-- Start of Document excerpt --

In the 2020 presidential election, over 73% of the state’s registered voters casted a ballot, and of those over three-quarters did so by mail, according to statistics from the Vermont secretary of state’s office. The state ranked ninth among overall turnout.
A poll conducted by Lincoln Park Strategies found the measure to be overwhelmingly popular in the state, with 68% of voters favoring the expansions and just 29% opposing them. Nearly 80% of voters supported allowing voters to “cure” ballots with small errors.
Though Scott is a Republican, he is a moderate from an overwhelmingly-Democratic state, and told reporters that he voted for President Joe Biden, marking the first time he voted against his own party.
The bill is unlike those in other Republican-controlled states like Florida, Georgia and Texas that limit mail-in voting and alter other forms of voting within them. While Republicans have argued that the bills are necessary to protect against possible voter fraud, Democrats have countered that they will make it harder for people to vote — especially voters in urban areas and voters of color — and that voter fraud is incredibly rare.
The only other Republican-dominated state to adopt voting expansions since the election is Kentucky, where Democratic Gov. Andy Beshear signed a bipartisan bill establishing three days of early voting, multiple voting centers and an online portal where voters can register and request ballots.

-- End of Document excerpt --

### Stated exercise 1
Duplicate the records, starting with the line that contains "Q: Point out each instance of the black hair" and going on through the final line of the records.

-- Start of Data section --

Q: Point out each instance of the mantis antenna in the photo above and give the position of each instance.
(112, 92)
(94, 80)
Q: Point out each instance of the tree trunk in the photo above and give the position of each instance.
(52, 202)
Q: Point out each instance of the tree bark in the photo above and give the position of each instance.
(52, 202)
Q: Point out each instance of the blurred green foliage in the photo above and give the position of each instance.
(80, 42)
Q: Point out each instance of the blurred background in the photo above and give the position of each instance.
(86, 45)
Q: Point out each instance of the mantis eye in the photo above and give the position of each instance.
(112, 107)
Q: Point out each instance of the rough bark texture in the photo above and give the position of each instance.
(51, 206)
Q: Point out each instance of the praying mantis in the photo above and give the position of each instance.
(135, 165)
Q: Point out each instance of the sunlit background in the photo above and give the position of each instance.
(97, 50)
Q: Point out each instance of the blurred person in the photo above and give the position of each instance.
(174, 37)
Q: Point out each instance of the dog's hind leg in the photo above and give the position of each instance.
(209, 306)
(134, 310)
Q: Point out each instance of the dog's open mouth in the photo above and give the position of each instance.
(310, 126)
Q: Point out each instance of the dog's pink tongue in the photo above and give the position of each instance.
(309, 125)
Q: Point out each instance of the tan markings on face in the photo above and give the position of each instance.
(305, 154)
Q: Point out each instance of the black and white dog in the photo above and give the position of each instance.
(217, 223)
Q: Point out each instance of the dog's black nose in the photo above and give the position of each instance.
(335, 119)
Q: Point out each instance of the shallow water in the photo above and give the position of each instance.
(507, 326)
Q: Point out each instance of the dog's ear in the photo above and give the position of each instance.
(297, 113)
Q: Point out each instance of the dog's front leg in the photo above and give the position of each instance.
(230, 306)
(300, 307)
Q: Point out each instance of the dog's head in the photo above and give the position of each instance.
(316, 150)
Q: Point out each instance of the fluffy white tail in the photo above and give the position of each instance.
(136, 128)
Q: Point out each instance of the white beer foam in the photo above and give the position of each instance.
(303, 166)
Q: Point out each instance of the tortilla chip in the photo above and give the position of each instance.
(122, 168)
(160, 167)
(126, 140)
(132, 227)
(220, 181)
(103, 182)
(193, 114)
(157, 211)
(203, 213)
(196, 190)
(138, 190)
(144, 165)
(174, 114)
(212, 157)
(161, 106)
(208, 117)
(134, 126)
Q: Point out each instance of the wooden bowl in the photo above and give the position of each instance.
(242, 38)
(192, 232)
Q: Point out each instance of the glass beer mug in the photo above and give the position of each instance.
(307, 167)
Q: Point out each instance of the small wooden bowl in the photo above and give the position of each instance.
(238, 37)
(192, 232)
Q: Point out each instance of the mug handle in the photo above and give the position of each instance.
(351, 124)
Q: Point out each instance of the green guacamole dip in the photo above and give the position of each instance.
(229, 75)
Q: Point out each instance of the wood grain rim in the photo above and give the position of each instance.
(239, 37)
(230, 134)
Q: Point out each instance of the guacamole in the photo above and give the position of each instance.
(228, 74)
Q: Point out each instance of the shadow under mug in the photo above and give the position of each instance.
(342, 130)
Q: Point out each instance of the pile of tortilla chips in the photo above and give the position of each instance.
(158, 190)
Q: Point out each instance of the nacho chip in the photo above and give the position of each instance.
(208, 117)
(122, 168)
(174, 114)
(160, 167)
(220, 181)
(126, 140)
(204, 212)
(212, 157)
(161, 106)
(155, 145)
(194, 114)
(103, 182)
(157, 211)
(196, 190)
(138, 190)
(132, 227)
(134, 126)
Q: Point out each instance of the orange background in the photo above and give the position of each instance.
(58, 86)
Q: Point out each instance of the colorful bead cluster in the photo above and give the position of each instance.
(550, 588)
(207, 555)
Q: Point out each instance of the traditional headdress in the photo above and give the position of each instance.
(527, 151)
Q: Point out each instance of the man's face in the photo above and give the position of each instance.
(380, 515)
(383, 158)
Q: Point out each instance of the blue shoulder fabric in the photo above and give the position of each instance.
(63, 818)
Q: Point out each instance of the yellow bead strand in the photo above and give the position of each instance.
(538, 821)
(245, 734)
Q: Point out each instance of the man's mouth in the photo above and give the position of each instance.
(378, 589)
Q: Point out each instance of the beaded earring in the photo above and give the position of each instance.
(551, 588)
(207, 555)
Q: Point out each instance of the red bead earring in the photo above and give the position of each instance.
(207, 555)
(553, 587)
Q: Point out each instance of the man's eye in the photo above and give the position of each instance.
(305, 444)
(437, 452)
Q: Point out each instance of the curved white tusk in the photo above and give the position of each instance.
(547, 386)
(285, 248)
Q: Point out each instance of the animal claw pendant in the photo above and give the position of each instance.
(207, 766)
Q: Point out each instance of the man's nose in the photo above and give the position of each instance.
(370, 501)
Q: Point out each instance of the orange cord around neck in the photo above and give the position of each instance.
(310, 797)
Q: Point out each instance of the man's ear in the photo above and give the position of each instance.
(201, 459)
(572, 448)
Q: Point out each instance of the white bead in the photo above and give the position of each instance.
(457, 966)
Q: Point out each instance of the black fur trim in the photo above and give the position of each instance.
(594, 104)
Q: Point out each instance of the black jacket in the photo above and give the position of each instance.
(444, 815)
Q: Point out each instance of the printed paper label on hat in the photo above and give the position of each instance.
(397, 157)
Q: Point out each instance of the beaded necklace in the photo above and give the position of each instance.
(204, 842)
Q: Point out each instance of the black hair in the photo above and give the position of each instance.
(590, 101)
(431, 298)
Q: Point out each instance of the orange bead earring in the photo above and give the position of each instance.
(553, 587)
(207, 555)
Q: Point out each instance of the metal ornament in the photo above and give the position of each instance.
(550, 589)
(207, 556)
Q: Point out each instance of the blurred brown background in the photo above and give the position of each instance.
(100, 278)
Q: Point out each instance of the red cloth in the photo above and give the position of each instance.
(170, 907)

-- End of Data section --

### Stated exercise 2
Set down the part of the voting article starting with "Though Scott is" and going on through "his own party.", word for word.

### Response 1
Q: Point out each instance of the black hair in the photo above and give the position of each instance.
(590, 101)
(431, 298)
Q: Point out each instance of the orange bead earring in the photo above and give the position of each instance.
(553, 587)
(207, 555)
Q: Point out each instance of the metal ornament in the photo above and give the position of each instance.
(550, 589)
(207, 556)
Q: Point out each instance of the blurred brown background in the photo above and give the position of each instance.
(100, 278)
Q: Point out each instance of the red cloth in the photo above and give the position of each instance.
(170, 907)

### Response 2
Though Scott is a Republican, he is a moderate from an overwhelmingly-Democratic state, and told reporters that he voted for President Joe Biden, marking the first time he voted against his own party.